* **STORED RECORDS**

++++++++++

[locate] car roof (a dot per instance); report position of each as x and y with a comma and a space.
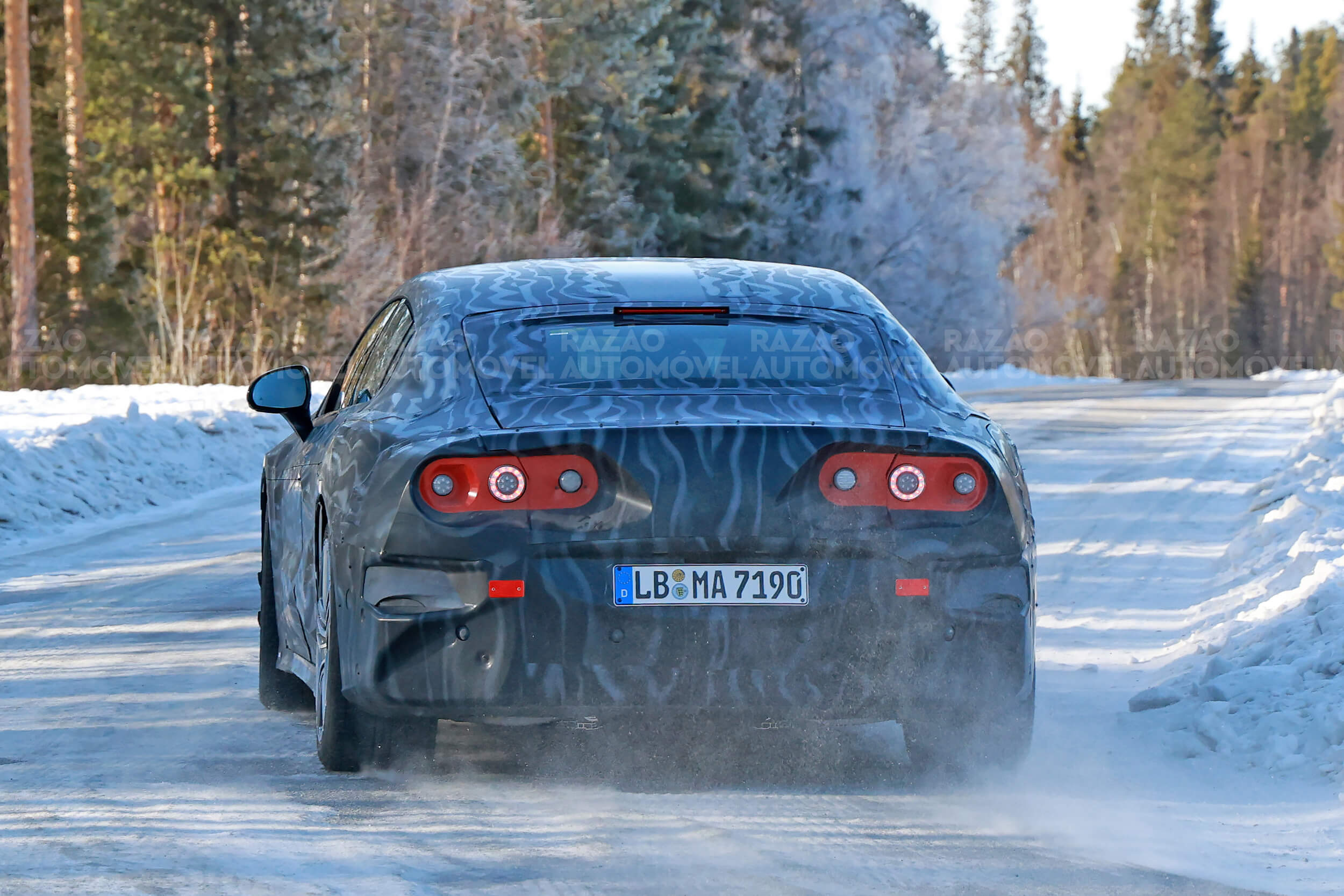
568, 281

++++++++++

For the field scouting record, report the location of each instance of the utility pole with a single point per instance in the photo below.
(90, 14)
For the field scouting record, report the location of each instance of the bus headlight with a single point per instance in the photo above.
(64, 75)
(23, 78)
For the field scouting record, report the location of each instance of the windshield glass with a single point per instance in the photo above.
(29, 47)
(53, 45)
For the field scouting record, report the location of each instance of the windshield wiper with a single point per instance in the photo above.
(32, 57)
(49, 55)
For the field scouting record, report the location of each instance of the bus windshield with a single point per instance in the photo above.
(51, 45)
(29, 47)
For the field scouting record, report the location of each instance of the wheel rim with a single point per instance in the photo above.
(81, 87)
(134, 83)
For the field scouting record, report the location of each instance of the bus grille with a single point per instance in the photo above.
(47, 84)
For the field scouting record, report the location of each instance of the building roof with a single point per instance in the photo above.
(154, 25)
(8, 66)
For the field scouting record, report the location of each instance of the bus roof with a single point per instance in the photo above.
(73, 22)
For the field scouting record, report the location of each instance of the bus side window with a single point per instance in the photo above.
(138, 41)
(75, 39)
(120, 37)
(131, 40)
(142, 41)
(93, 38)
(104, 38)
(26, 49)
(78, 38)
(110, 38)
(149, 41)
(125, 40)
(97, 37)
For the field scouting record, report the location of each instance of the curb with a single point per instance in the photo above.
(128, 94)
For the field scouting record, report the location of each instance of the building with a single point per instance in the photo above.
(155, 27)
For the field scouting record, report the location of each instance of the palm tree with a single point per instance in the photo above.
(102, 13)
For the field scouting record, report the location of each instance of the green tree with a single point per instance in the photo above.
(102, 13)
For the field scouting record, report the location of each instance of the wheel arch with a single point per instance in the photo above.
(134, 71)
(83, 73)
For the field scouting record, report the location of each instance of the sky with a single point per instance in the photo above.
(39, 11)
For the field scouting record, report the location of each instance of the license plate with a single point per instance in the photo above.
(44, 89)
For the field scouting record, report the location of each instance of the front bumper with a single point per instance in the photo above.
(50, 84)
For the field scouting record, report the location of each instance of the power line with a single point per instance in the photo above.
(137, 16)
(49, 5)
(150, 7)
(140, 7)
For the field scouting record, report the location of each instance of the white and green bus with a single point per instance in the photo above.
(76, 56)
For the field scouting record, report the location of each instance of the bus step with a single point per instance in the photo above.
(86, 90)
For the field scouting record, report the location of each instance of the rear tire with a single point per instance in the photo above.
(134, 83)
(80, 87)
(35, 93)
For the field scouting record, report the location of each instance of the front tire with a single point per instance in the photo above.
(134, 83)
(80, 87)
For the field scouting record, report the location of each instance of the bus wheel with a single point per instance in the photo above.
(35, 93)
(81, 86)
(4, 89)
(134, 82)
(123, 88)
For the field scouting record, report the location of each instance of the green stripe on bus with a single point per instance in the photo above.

++++++++++

* **EXERCISE DETAILS**
Render the stretch of the data from the line containing "the bus wheel" through the line containing "the green stripe" as a Markdown table with the columns Row and Line. Number each line in order and skip any blank lines.

* **EXERCISE RESPONSE**
| Row | Line |
|---|---|
| 1 | For the field scouting record, report the location of each instance of the bus wheel with a single point per instance in the photo above. |
| 2 | (35, 93) |
| 3 | (81, 86) |
| 4 | (4, 89) |
| 5 | (134, 82) |
| 6 | (123, 88) |
| 7 | For the field scouting record, report the location of each instance of the green stripe on bus with a single point per instance in the photo above. |